Output every line of the items below as a JSON list of strings, one string per line, leaving out blank lines.

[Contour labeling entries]
============

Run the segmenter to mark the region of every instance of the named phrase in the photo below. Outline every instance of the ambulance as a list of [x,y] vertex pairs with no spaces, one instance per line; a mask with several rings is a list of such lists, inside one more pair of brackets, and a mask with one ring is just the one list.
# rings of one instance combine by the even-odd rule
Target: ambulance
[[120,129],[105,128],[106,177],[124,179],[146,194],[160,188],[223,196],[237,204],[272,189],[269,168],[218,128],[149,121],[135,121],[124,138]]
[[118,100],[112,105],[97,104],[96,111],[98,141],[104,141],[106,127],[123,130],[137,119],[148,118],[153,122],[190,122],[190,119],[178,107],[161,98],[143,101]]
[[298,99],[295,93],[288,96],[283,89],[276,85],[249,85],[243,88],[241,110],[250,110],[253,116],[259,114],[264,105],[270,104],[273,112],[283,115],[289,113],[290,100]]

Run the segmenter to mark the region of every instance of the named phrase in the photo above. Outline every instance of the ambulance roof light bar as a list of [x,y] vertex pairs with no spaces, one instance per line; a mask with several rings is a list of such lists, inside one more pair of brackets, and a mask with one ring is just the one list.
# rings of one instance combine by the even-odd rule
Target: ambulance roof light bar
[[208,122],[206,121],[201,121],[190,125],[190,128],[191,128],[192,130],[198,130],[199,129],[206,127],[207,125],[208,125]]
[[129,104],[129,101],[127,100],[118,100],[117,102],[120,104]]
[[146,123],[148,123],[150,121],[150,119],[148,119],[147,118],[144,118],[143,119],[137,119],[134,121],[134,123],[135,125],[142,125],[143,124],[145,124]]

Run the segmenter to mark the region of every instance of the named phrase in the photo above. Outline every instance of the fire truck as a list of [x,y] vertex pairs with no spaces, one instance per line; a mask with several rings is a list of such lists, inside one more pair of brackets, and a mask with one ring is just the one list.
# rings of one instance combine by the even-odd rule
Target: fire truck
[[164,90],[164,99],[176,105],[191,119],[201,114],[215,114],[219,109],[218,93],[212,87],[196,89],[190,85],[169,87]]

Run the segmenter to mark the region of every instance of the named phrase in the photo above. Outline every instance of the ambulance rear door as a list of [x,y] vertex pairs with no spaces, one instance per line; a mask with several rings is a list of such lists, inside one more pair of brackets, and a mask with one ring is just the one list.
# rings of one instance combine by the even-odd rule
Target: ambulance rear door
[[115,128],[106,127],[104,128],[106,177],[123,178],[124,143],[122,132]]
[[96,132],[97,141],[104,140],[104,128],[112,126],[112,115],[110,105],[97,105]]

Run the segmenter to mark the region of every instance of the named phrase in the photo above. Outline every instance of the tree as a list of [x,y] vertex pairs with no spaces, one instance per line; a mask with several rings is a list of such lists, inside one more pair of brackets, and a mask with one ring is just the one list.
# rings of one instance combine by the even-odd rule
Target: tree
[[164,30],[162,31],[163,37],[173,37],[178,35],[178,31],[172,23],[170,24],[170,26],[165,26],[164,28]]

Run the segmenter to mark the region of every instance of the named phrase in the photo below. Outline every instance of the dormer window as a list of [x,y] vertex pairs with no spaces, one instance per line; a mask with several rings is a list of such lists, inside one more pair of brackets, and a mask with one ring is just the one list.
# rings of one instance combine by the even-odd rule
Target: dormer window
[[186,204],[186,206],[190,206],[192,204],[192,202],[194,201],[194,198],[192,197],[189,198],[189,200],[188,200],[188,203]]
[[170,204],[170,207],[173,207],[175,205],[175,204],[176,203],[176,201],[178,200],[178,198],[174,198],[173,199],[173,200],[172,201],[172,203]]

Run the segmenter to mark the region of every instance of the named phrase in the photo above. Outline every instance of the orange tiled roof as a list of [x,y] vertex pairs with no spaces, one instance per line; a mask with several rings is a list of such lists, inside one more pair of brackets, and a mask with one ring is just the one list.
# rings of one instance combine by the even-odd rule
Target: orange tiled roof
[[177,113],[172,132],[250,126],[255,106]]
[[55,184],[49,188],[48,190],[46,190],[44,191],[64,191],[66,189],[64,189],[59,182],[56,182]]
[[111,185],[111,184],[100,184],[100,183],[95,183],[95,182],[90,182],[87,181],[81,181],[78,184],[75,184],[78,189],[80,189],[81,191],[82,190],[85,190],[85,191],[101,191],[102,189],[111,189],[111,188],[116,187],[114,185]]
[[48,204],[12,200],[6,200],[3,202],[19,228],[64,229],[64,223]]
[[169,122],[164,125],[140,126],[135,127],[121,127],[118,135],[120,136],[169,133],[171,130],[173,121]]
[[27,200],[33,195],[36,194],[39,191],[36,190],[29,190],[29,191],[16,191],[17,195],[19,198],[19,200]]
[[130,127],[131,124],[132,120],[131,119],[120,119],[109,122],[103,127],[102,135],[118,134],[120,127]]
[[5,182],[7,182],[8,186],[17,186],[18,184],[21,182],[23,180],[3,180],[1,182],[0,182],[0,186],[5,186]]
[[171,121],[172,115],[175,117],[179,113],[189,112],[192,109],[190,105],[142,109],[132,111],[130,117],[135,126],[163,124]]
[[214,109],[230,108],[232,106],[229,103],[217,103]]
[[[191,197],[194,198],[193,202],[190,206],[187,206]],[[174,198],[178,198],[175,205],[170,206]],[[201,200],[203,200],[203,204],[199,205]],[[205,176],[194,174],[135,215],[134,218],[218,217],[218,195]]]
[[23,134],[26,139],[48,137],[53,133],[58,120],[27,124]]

============

» FULL RESPONSE
[
  "Run the segmenter to mark the region of every instance of the named phrase in the photo below. Outline every instance of the ambulance as a list of [x,y] vertex pairs with no spaces, one instance per line; a mask with several rings is a list of such lists, inside one more pair of brackets, and a mask with one ring is just the one list.",
  "# rings of one instance combine by the even-odd rule",
  "Target: ambulance",
  "[[120,129],[105,128],[106,177],[124,179],[146,194],[160,188],[223,196],[237,204],[272,189],[269,168],[218,128],[149,121],[135,121],[124,138]]",
  "[[118,100],[112,105],[97,104],[96,111],[98,141],[104,141],[106,127],[123,130],[137,119],[148,118],[153,122],[190,122],[190,119],[178,107],[161,98],[143,101]]",
  "[[298,99],[295,93],[288,96],[283,89],[276,85],[249,85],[243,88],[241,110],[250,110],[253,116],[259,114],[264,105],[270,104],[273,112],[283,115],[289,113],[290,100]]",
  "Run the segmenter to mark the region of every instance of the named phrase in the photo above. Outline every instance of the ambulance roof light bar as a list of [x,y] vertex pairs with no spaces, one instance per line; a mask with several rings is a list of such lists, inside one more pair of brackets, and a mask with one ring is just the one list.",
  "# rings of one instance combine by the even-odd rule",
  "Target: ambulance roof light bar",
  "[[208,122],[206,121],[201,121],[190,125],[190,128],[191,128],[192,130],[198,130],[199,129],[206,127],[207,125],[208,125]]",
  "[[129,104],[129,101],[127,100],[118,100],[117,102],[120,104]]",
  "[[146,123],[148,123],[150,121],[150,119],[148,119],[147,118],[144,118],[143,119],[137,119],[134,121],[134,123],[135,125],[142,125],[143,124],[145,124]]",
  "Run the segmenter to mark the region of every instance of the named phrase in the photo above. Outline every instance of the fire truck as a list of [x,y] vertex pairs with no spaces, one instance per line; a mask with several rings is a list of such lists, inside one more pair of brackets, and a mask with one ring is just the one list.",
  "# rings of one instance combine by the even-odd rule",
  "Target: fire truck",
  "[[164,90],[164,99],[176,105],[191,119],[201,114],[215,114],[219,109],[218,93],[212,87],[196,89],[190,85],[169,87]]",
  "Run the segmenter to mark the region of every instance of the named phrase in the photo above. Outline every instance of the ambulance rear door as a list of [x,y] vertex pairs with no spaces, one instance per line; a mask with several rings is a list of such lists, inside one more pair of brackets, and a mask with one ring is just the one list.",
  "# rings of one instance combine by the even-odd rule",
  "Target: ambulance rear door",
  "[[115,128],[106,127],[104,128],[106,177],[123,178],[124,143],[122,132]]",
  "[[96,132],[97,141],[104,140],[104,128],[112,126],[112,115],[110,105],[97,105]]",
  "Run the segmenter to mark the region of every instance of the named phrase in the photo above. Outline every instance of the tree as a list of [x,y] vertex pairs with no spaces, one instance per line; a mask with several rings is a list of such lists, inside one more pair of brackets, and a mask with one ring is just the one list.",
  "# rings of one instance combine by the even-odd rule",
  "Target: tree",
  "[[164,30],[162,31],[163,37],[173,37],[178,35],[178,31],[172,23],[170,24],[170,26],[165,26],[164,28]]",
  "Run the segmenter to mark the region of every instance of the named phrase in the photo below. Outline every instance of the dormer window as a list of [x,y] vertex pairs with no spaces, one instance per line; a mask with several rings is a list of such lists, inside one more pair of brackets, and a mask with one ring is just the one list.",
  "# rings of one instance combine by the even-odd rule",
  "Target: dormer window",
  "[[186,204],[186,206],[190,206],[192,204],[192,202],[194,201],[194,198],[192,197],[189,198],[189,200],[188,200],[188,203]]",
  "[[170,204],[170,207],[173,207],[175,205],[175,204],[176,203],[176,201],[178,200],[178,198],[174,198],[173,199],[173,200],[172,201],[172,203]]",
  "Run the segmenter to mark the region of every instance of the named phrase in the photo above. Outline every instance of the orange tiled roof as a list of [x,y] vertex pairs with no spaces, one instance per line; a mask with several rings is a list of such lists, inside one more pair of brackets, and a mask with one ring is just the one list.",
  "# rings of one instance combine by the even-odd rule",
  "Target: orange tiled roof",
  "[[177,113],[172,132],[250,126],[255,106]]",
  "[[55,184],[49,188],[48,190],[46,190],[44,191],[64,191],[66,189],[64,189],[59,182],[56,182]]",
  "[[111,185],[111,184],[100,184],[100,183],[95,183],[95,182],[90,182],[87,181],[81,181],[78,184],[75,184],[78,189],[80,189],[81,191],[82,190],[85,190],[85,191],[101,191],[102,189],[111,189],[111,188],[116,187],[114,185]]",
  "[[48,204],[12,200],[6,200],[3,202],[19,228],[64,229],[64,223]]",
  "[[169,122],[164,125],[140,126],[135,127],[121,127],[118,135],[120,136],[169,133],[171,130],[173,121]]",
  "[[27,200],[33,195],[36,194],[39,191],[36,190],[29,190],[29,191],[16,191],[17,195],[19,198],[19,200]]",
  "[[130,127],[131,124],[132,120],[131,119],[120,119],[109,122],[103,127],[102,135],[118,134],[120,127]]",
  "[[5,182],[7,182],[8,186],[17,186],[18,184],[21,182],[23,180],[3,180],[1,182],[0,182],[0,186],[5,186]]",
  "[[171,121],[172,115],[175,117],[179,113],[189,112],[192,109],[190,105],[142,109],[132,111],[130,117],[135,126],[163,124]]",
  "[[214,109],[230,108],[232,106],[229,103],[217,103]]",
  "[[[191,197],[194,198],[193,202],[190,206],[187,206]],[[174,198],[178,198],[175,205],[170,206]],[[201,200],[203,200],[203,204],[199,205]],[[205,176],[194,174],[135,215],[134,218],[218,217],[218,195]]]",
  "[[23,134],[26,139],[48,137],[53,133],[58,120],[27,124]]"
]